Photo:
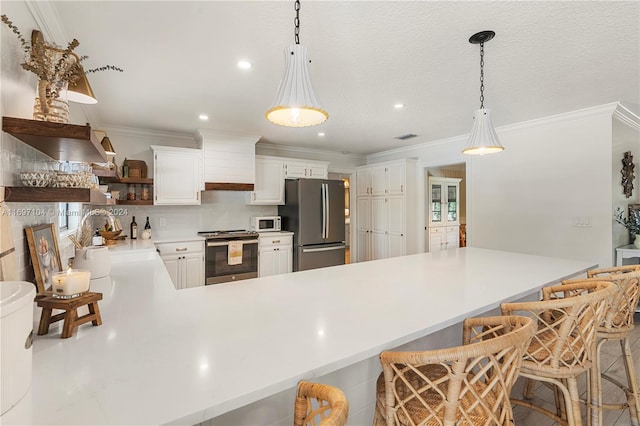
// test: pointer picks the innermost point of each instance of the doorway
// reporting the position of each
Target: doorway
(445, 228)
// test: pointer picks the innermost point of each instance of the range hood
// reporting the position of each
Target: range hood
(228, 160)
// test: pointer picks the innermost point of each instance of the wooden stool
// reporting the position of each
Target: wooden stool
(71, 320)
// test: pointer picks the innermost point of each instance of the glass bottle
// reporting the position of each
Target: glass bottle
(134, 229)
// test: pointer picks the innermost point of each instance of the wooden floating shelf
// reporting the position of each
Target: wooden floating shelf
(223, 186)
(22, 194)
(116, 179)
(60, 141)
(135, 202)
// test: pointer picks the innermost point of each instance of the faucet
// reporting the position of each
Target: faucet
(85, 230)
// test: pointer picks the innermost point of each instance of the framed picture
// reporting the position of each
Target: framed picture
(45, 254)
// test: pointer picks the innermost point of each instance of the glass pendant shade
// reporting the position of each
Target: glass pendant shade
(483, 138)
(296, 104)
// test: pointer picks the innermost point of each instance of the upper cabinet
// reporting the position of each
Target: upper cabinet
(382, 179)
(269, 187)
(177, 175)
(271, 173)
(444, 206)
(294, 169)
(228, 160)
(60, 141)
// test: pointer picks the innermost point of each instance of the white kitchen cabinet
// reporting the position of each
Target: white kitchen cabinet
(386, 220)
(275, 253)
(294, 169)
(227, 157)
(444, 237)
(269, 186)
(184, 261)
(177, 175)
(382, 179)
(444, 213)
(444, 206)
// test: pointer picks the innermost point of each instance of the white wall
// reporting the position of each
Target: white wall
(553, 170)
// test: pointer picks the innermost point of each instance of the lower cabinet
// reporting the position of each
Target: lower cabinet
(275, 253)
(444, 237)
(184, 261)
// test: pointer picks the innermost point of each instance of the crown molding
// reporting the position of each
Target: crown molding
(298, 152)
(625, 116)
(48, 21)
(614, 109)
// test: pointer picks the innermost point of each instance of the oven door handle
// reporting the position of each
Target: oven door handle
(226, 243)
(324, 249)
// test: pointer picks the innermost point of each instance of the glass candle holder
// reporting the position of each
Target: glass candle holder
(71, 283)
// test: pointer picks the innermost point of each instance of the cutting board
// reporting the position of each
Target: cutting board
(8, 257)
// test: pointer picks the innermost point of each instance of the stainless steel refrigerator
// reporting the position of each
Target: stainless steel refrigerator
(314, 212)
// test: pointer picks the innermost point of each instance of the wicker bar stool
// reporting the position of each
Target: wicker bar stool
(618, 323)
(464, 385)
(318, 404)
(564, 344)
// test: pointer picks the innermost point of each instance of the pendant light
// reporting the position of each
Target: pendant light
(296, 104)
(483, 138)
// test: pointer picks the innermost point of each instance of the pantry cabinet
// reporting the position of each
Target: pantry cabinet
(444, 213)
(386, 220)
(275, 253)
(184, 261)
(177, 175)
(269, 186)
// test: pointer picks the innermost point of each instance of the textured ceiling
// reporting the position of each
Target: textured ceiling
(180, 60)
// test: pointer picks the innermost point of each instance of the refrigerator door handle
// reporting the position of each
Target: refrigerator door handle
(324, 211)
(326, 194)
(340, 247)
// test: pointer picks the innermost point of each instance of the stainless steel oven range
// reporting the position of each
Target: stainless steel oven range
(230, 255)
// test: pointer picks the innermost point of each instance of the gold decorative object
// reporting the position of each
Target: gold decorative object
(57, 70)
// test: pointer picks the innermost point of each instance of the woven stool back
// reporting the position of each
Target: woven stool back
(318, 404)
(619, 315)
(469, 384)
(567, 318)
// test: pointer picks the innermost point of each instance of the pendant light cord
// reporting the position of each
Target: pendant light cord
(482, 75)
(296, 22)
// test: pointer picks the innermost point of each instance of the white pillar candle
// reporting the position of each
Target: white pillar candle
(73, 282)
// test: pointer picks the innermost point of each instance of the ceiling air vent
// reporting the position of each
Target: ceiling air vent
(405, 137)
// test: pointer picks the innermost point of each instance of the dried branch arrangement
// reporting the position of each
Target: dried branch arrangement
(52, 63)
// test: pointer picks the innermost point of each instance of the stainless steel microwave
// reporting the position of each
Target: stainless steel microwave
(266, 223)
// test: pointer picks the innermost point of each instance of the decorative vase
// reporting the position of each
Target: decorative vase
(51, 103)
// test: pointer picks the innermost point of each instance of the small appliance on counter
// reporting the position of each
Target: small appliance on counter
(16, 337)
(266, 223)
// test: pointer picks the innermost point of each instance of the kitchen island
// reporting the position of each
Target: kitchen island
(185, 356)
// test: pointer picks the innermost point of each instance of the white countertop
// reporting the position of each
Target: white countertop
(168, 356)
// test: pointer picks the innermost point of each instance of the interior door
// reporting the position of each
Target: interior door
(335, 208)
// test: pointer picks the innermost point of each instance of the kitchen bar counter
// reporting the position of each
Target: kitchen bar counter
(168, 356)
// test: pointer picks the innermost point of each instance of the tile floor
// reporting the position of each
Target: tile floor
(611, 363)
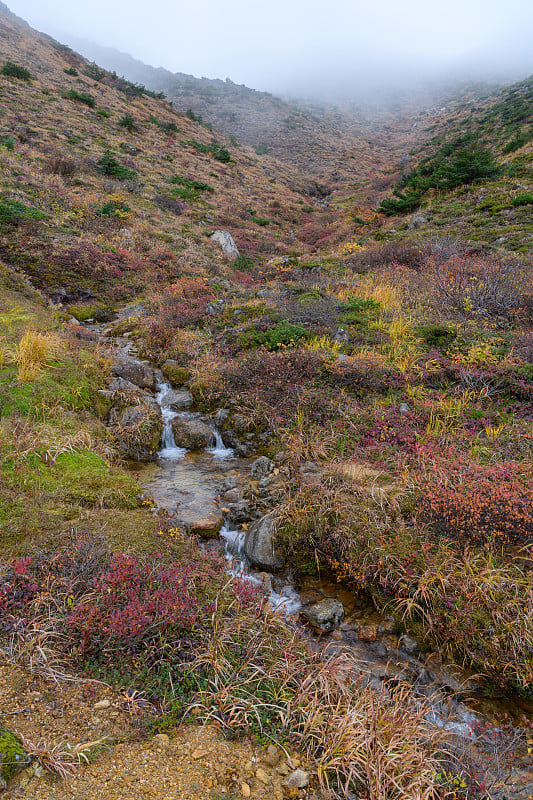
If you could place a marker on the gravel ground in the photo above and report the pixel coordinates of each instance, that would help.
(192, 762)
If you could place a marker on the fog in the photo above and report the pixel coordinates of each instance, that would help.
(326, 49)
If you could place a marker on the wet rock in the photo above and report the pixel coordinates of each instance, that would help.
(135, 371)
(220, 417)
(368, 633)
(409, 645)
(139, 432)
(178, 401)
(227, 243)
(259, 545)
(201, 517)
(299, 778)
(324, 616)
(239, 512)
(192, 433)
(174, 373)
(311, 475)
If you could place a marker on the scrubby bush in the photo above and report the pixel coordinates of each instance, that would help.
(168, 204)
(128, 122)
(61, 165)
(109, 165)
(487, 505)
(81, 97)
(12, 70)
(14, 212)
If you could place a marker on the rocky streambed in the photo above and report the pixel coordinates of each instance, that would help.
(202, 471)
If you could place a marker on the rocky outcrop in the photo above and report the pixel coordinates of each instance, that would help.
(259, 545)
(134, 371)
(261, 467)
(138, 432)
(175, 373)
(227, 243)
(177, 401)
(192, 433)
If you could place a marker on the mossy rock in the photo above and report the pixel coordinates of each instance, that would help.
(12, 754)
(175, 374)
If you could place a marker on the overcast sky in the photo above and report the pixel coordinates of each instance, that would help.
(303, 46)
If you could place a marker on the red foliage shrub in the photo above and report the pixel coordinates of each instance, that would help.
(365, 371)
(276, 380)
(481, 504)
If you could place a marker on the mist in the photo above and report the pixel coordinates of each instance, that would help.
(335, 50)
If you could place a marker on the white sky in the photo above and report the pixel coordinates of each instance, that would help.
(299, 45)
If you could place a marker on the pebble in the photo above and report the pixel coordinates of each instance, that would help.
(262, 776)
(161, 741)
(299, 778)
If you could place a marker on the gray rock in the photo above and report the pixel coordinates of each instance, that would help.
(176, 400)
(261, 467)
(299, 779)
(134, 371)
(259, 545)
(192, 433)
(417, 220)
(220, 417)
(324, 616)
(409, 645)
(227, 243)
(201, 517)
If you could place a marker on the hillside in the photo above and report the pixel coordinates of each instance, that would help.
(266, 520)
(473, 178)
(330, 145)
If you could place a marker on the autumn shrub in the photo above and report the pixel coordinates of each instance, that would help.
(59, 164)
(365, 371)
(482, 288)
(274, 381)
(379, 255)
(481, 504)
(81, 97)
(169, 204)
(183, 302)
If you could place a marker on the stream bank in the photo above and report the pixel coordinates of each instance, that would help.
(207, 489)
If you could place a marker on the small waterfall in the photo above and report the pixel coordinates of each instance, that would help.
(219, 449)
(169, 449)
(286, 600)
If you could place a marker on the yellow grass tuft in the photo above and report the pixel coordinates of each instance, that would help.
(35, 351)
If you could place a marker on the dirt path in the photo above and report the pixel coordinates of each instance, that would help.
(192, 762)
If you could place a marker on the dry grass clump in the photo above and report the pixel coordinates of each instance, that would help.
(34, 352)
(260, 676)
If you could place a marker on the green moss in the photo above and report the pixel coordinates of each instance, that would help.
(12, 754)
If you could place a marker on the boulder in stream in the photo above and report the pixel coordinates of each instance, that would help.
(201, 517)
(175, 373)
(177, 400)
(324, 616)
(259, 545)
(261, 467)
(135, 371)
(139, 431)
(192, 433)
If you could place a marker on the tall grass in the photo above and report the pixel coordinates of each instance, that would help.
(34, 351)
(259, 675)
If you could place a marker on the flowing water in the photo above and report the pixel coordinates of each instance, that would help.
(180, 477)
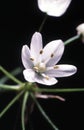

——

** Exercise aim **
Set down exactly the lines of the data above, beginning with the line that has "the ceiling air vent" and ending with the line that has "the stainless steel microwave", and no others.

** Solution **
// test: pointer picks the innermost point of each instance of the ceiling air vent
// reporting the position of each
Target: ceiling air vent
(405, 137)
// test: pointer picks the innermost point of each instance of the dried branch arrangement
// reporting the position of each
Target: dried branch arrangement
(52, 63)
// test: pointer picks the innermost point of each instance of the stainless steel microwave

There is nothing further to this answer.